[EXERCISE BRIEF] What is needed is the run of lines from the one with "</instance>" through the close of the data, set down exactly.

Collected data entries
----
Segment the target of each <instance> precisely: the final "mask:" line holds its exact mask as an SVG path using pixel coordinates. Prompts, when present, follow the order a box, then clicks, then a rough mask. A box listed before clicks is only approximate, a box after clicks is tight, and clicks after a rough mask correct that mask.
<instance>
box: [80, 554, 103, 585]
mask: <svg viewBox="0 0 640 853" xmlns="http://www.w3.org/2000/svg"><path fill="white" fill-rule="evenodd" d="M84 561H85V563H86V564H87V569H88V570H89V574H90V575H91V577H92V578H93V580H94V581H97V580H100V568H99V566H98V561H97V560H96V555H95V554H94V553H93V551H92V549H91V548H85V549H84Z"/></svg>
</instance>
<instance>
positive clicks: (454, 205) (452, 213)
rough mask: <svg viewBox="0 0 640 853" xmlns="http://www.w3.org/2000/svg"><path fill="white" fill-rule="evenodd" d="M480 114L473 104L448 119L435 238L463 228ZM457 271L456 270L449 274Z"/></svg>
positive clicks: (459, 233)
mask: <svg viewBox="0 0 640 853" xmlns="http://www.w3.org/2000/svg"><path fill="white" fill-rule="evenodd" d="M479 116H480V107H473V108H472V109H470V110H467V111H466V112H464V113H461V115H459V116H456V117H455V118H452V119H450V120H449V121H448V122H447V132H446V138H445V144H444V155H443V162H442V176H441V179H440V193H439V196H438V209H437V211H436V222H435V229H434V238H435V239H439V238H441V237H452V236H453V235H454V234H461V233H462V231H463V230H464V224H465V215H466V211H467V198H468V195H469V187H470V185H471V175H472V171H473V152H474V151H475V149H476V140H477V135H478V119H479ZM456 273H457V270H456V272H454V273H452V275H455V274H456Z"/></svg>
----
[TASK SOLUTION]
</instance>
<instance>
positive clicks: (454, 205) (452, 213)
rough mask: <svg viewBox="0 0 640 853" xmlns="http://www.w3.org/2000/svg"><path fill="white" fill-rule="evenodd" d="M480 114L473 104L448 119L435 238L463 228ZM457 271L456 270L449 274Z"/></svg>
positive clicks: (459, 233)
mask: <svg viewBox="0 0 640 853" xmlns="http://www.w3.org/2000/svg"><path fill="white" fill-rule="evenodd" d="M479 116H480V107H473V108H472V109H470V110H467V111H466V112H464V113H461V115H459V116H456V117H455V118H452V119H450V120H449V121H448V122H447V132H446V138H445V144H444V155H443V162H442V176H441V179H440V193H439V196H438V209H437V211H436V222H435V229H434V238H435V239H439V238H441V237H452V236H453V235H454V234H461V233H462V231H463V230H464V224H465V215H466V211H467V198H468V195H469V187H470V185H471V175H472V171H473V152H474V151H475V149H476V140H477V135H478V119H479ZM456 273H457V270H456V272H454V273H452V275H455V274H456Z"/></svg>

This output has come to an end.